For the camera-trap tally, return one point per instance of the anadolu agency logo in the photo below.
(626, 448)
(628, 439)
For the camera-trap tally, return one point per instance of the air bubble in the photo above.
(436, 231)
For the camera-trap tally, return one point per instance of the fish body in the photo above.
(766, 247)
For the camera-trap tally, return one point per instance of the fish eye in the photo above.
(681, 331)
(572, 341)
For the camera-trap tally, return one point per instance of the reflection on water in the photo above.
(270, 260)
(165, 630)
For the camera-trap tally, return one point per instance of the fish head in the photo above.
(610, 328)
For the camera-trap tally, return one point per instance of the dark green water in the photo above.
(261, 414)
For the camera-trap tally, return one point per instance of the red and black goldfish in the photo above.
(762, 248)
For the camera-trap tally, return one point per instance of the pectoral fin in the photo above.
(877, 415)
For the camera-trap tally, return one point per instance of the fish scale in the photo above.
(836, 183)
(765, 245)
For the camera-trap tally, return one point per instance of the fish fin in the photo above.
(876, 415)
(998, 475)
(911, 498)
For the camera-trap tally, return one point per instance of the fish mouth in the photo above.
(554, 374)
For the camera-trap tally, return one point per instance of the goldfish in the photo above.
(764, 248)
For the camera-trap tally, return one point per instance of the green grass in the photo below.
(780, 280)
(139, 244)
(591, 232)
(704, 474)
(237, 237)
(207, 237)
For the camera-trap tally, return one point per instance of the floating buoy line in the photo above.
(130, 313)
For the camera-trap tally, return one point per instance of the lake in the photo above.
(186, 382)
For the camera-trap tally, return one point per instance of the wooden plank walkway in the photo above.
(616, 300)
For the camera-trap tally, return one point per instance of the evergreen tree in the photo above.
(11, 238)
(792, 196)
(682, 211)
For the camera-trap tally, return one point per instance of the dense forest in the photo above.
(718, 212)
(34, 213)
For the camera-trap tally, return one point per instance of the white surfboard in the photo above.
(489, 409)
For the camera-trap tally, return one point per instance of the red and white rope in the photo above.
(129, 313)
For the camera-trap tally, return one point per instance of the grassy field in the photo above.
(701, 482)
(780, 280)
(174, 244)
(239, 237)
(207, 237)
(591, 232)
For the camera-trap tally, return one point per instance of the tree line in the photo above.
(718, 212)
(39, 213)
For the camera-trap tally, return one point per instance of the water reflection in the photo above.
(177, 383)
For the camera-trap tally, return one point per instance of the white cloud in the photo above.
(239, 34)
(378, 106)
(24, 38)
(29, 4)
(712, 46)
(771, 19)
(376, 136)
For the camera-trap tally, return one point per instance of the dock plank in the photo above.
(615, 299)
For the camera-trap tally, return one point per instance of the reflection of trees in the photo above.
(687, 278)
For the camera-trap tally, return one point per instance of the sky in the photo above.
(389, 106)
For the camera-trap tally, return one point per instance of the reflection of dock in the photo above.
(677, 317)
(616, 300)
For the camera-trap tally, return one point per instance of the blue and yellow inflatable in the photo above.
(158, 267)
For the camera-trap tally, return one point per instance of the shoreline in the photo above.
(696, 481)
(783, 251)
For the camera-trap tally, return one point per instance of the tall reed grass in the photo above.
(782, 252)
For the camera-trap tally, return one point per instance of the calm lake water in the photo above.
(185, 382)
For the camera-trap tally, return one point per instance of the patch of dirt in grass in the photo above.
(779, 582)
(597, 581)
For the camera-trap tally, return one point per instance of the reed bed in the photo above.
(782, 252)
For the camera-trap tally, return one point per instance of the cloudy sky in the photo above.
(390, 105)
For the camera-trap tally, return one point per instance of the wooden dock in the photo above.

→ Work request
Can you restate every record above word for word?

→ Response area
For the camera-trap tally, return one point per instance of the anadolu agency logo in the photo below.
(626, 448)
(628, 439)
For the camera-trap tally, return one point per instance of the air bubble in the photo above.
(436, 231)
For the camera-trap tally, return one point per instance of the fish body in the photo above.
(766, 247)
For the camera-trap tally, return one point per instance of the fish eye in the photo above.
(681, 331)
(572, 341)
For the camera-trap tally, return one point per instance of the reflection on water in the photo above.
(270, 260)
(165, 630)
For the camera-trap tally, return one point per instance of the fish head in the photo above.
(610, 328)
For the camera-trap tally, return one point per instance of the dark green water in the photo above.
(261, 414)
For the camera-trap tally, return one point per instance of the red and black goldfish in the photo above.
(762, 248)
For the camera-trap tally, return one point per instance of the pectoral fin in the photo above.
(877, 415)
For the camera-trap tally, return one point per instance of the fish scale in the photo above.
(836, 183)
(765, 245)
For the camera-trap tally, return one point per instance of the fish fin in the photo above.
(876, 415)
(998, 475)
(911, 498)
For the camera-trap tally, return one point per instance of the fish mouth in the photo above.
(554, 374)
For the camera-trap tally, return one point per instance of the goldfish in the photo above.
(764, 248)
For the camera-trap tally, return one point per instance of the green grass in the photo below.
(780, 280)
(139, 244)
(591, 232)
(704, 474)
(237, 237)
(207, 237)
For the camera-trap tally, return one point per instance of the floating buoy line in the photo above.
(130, 313)
For the camera-trap tally, return one point per instance of the lake in the photo above.
(186, 382)
For the camera-trap tally, return one point per instance of the wooden plank walkway in the photo above.
(616, 300)
For the camera-trap tally, return one point per instance of the evergreen tree in the photo above.
(11, 238)
(792, 196)
(682, 211)
For the camera-trap tally, return one point per instance of the dense forest in the photo above.
(718, 212)
(34, 213)
For the camera-trap tally, return one point per instance of the white surfboard in the photo above.
(489, 409)
For the camera-trap tally, return one point per instance of the red and white rope in the photo above.
(129, 313)
For the camera-trap tally, return one point per instance of the grassy field in the photo above.
(701, 482)
(780, 280)
(174, 244)
(239, 237)
(207, 237)
(591, 232)
For the camera-trap tally, return one point per instance of the tree line in the photo above.
(718, 212)
(39, 213)
For the camera-trap tally, return one point per instance of the water reflection in the photo above.
(177, 383)
For the camera-trap tally, return one point per instance of the white cloud in the photo above.
(239, 34)
(378, 106)
(24, 38)
(29, 4)
(712, 46)
(771, 19)
(376, 136)
For the camera-trap tally, return one point per instance of the dock plank in the photo above.
(615, 299)
For the camera-trap tally, return one point per instance of the reflection of trees in the photo above.
(687, 278)
For the camera-trap tally, return one point per instance of the sky in the photo above.
(389, 106)
For the camera-trap tally, return one point per instance of the reflection of dock in the photo above.
(677, 317)
(616, 300)
For the camera-trap tally, return one point per instance of the blue and yellow inflatable in the photo above.
(158, 267)
For the camera-trap tally, return one point per instance of the shoreline in the photo above.
(696, 481)
(783, 251)
For the camera-trap tally, return one point per instance of the tall reed grass in the photo above.
(782, 252)
For the camera-trap tally, return one point per instance of the calm lake water in the photo above.
(185, 382)
For the camera-trap tally, return one point per instance of the patch of dirt in grass in the photo above.
(779, 582)
(597, 581)
For the camera-trap tally, return one point per instance of the reed bed in the photo above.
(782, 252)
For the camera-trap tally, return one point per instance of the cloudy sky in the photo above.
(390, 105)
For the camera-trap tally, return one point per instance of the wooden dock in the photo above.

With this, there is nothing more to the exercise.